**INSTRUCTION:**
Convert all of the data below into a JSON list of strings, with one string per line and blank lines omitted.

══════════

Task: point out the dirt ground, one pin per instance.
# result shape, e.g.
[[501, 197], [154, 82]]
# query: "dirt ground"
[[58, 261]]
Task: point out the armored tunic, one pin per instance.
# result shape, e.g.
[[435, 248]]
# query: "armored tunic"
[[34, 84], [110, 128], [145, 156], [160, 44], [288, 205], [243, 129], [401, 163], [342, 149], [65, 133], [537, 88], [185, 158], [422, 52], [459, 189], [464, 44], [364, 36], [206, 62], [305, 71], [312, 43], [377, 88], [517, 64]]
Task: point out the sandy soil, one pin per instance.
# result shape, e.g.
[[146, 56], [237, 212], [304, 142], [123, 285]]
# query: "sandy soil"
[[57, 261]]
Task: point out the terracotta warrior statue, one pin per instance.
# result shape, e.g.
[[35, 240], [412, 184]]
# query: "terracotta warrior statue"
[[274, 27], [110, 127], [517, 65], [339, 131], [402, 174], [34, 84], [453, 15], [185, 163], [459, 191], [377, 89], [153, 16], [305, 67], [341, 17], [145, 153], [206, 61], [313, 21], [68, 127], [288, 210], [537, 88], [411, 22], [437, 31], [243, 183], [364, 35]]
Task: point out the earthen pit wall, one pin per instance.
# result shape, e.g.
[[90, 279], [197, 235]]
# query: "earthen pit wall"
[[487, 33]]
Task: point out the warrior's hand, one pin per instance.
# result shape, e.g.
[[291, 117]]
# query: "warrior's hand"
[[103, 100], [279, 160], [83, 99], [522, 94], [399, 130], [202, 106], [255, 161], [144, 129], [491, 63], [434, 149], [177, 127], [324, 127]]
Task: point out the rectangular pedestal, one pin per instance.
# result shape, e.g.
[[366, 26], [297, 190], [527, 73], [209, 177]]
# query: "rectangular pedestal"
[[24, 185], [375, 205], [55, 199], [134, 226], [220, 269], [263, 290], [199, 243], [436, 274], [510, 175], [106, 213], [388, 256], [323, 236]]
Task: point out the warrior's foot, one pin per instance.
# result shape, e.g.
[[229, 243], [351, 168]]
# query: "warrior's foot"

══════════

**THE REPLY:**
[
  "Task: point out the dirt ground, one pin per instance.",
  "# result shape, e.g.",
  "[[501, 197], [154, 82]]",
  "# query: \"dirt ground\"",
  "[[58, 261]]",
  "Task: point out the armored tunic, one pin per instance.",
  "# result shape, e.g.",
  "[[435, 248]]",
  "# query: \"armored tunic\"",
  "[[34, 84], [110, 128], [145, 156], [160, 44], [288, 205], [243, 129], [401, 163], [342, 149], [65, 133], [537, 88], [185, 158], [422, 52], [459, 189], [464, 44], [364, 36], [206, 62], [305, 71], [312, 43], [377, 88], [517, 64]]",
  "Task: point out the sandy soil, one pin per instance.",
  "# result shape, e.g.",
  "[[146, 56], [237, 212], [304, 142], [123, 285]]",
  "# query: \"sandy soil\"",
  "[[57, 261]]",
  "Task: point out the terracotta warrior statue, one pin per instance.",
  "# result shape, e.g.",
  "[[35, 240], [412, 184]]",
  "# query: \"terracotta warrior statue\"",
  "[[274, 27], [110, 127], [517, 65], [339, 131], [402, 174], [34, 84], [453, 15], [185, 163], [459, 191], [377, 89], [153, 16], [305, 67], [341, 17], [145, 153], [206, 61], [313, 21], [68, 127], [288, 210], [537, 88], [411, 22], [437, 31], [243, 183], [364, 35]]",
  "Task: point out the earthen pit wall, one pin per instance.",
  "# result shape, e.g.",
  "[[90, 279], [197, 235]]",
  "# query: \"earthen pit wall\"",
  "[[487, 33]]",
  "Task: point out the warrior's hand, one pin per instance.",
  "# result shape, e.g.",
  "[[291, 117]]",
  "# query: \"warrior's hand\"",
  "[[103, 100], [279, 160], [83, 99], [522, 94], [399, 130], [202, 106], [255, 161], [144, 129], [491, 63], [434, 149], [177, 127], [324, 127]]",
  "Task: point out the rectangular pedestal, one pin per instance.",
  "# result shape, e.g.",
  "[[366, 26], [297, 190], [527, 73], [209, 177]]",
  "# query: \"rectangular pedestal\"",
  "[[24, 185], [375, 205], [55, 199], [134, 226], [220, 269], [263, 290], [199, 243], [436, 274], [510, 175], [106, 213], [388, 256], [323, 236]]",
  "Task: point out the warrior's foot, one pin per instance.",
  "# result shape, e.g.",
  "[[229, 243], [351, 168]]",
  "# query: \"warrior's foot\""
]